▶ _Göreviniz_
Aşağıdaki malzemede "head" dizesini barındıran her satırı ayıklayınız. Büyük ve küçük harf ayrımı gözetilmelidir.

▶ _Görev girdileri_
********

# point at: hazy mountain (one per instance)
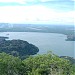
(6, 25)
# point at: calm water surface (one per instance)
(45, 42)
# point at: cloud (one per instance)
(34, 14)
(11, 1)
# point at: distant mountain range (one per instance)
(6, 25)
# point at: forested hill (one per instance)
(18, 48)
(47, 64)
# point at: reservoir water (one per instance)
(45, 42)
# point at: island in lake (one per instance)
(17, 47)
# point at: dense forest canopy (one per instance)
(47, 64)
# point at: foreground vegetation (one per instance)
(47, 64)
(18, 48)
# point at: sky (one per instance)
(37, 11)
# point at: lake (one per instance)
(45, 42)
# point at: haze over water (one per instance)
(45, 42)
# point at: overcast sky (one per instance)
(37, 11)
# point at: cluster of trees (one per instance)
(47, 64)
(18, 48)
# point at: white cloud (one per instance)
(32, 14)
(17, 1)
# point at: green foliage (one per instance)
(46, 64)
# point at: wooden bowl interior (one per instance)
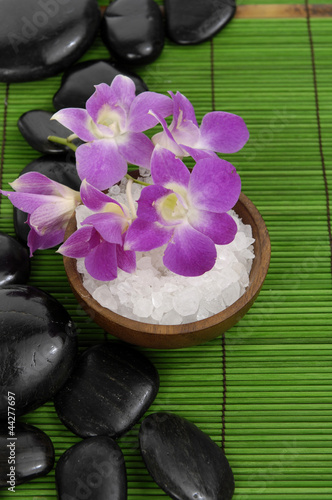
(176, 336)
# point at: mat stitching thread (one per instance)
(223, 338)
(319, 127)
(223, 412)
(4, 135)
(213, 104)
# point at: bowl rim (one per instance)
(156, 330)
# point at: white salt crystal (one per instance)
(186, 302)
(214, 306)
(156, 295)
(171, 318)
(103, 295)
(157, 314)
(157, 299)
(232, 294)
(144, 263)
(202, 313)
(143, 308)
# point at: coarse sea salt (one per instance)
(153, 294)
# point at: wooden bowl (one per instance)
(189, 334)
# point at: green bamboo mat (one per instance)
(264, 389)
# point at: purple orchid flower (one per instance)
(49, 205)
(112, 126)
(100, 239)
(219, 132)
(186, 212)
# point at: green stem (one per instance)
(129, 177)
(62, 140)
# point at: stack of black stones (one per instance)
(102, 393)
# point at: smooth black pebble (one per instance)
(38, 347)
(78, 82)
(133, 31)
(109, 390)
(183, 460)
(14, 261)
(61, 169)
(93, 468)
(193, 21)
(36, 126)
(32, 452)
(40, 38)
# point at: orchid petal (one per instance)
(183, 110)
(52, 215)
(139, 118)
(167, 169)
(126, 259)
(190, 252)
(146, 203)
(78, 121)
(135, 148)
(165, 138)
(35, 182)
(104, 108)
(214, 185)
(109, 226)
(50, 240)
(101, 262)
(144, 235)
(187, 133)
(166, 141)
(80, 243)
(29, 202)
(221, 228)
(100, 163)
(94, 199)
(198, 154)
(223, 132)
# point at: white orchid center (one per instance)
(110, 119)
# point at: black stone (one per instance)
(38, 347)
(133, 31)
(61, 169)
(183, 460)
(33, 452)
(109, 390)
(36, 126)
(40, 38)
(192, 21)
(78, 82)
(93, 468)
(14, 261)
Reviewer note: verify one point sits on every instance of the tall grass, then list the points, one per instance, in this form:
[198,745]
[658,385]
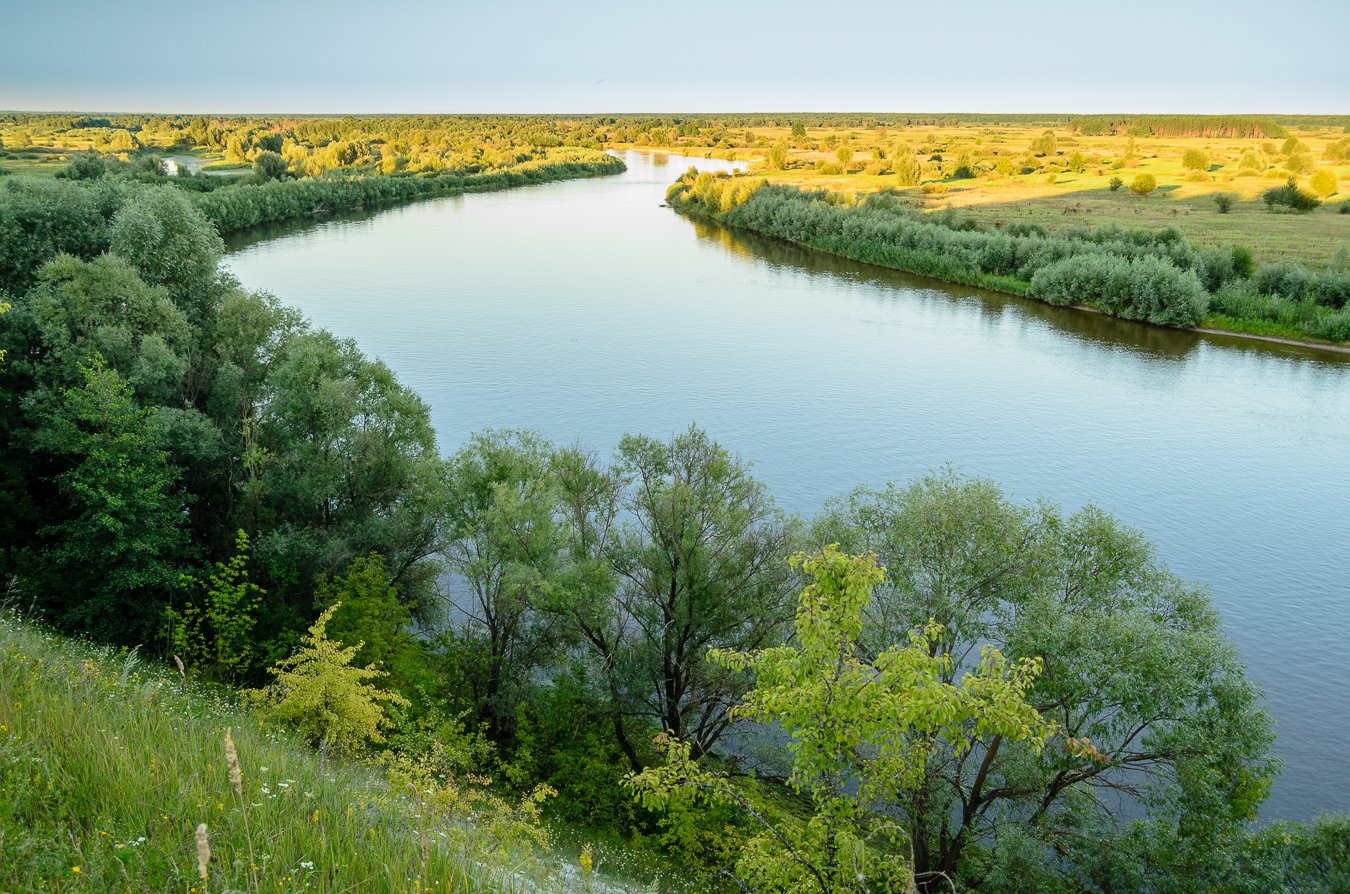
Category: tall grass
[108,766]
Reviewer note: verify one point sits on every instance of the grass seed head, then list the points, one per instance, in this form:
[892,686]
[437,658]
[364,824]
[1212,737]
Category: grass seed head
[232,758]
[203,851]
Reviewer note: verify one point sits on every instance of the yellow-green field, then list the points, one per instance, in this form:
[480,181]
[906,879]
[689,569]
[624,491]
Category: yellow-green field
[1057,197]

********

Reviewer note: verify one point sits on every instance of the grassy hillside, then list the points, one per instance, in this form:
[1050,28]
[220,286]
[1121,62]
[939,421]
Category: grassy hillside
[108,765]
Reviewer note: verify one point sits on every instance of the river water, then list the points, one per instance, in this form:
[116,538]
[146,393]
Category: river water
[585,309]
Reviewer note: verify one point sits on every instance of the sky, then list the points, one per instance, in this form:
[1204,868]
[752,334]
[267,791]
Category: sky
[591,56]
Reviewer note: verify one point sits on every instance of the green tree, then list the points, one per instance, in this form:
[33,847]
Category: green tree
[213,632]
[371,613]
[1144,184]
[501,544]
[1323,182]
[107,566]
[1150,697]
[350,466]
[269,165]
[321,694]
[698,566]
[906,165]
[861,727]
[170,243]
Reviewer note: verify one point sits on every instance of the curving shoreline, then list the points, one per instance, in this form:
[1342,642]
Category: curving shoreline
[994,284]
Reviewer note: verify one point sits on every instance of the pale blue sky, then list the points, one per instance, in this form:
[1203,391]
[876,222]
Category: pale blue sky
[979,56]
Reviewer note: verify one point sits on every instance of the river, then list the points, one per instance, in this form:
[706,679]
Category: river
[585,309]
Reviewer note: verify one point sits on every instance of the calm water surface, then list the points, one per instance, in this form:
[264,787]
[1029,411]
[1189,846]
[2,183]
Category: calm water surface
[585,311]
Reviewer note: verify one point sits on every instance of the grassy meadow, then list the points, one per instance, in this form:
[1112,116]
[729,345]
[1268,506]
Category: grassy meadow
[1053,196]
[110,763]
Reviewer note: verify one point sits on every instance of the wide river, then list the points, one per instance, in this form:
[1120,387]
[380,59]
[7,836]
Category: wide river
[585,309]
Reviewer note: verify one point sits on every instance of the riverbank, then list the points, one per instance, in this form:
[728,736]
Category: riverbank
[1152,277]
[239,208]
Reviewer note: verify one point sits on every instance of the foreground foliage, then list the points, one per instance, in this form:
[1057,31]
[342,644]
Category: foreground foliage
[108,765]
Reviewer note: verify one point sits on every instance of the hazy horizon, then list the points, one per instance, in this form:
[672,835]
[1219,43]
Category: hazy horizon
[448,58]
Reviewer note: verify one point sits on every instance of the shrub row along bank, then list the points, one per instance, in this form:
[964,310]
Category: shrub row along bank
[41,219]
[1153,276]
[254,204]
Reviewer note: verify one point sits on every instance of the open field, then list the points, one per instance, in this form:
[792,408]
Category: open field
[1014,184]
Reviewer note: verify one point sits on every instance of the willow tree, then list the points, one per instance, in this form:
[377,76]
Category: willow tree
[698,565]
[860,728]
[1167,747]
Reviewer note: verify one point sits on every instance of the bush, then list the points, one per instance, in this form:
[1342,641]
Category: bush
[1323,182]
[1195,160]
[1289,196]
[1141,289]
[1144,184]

********

▶ _Alıştırma yanıtı_
Reviewer note: verify one point sits on every instance of the grass seed head, then list the points, one per instance, in this form:
Category: grass seed head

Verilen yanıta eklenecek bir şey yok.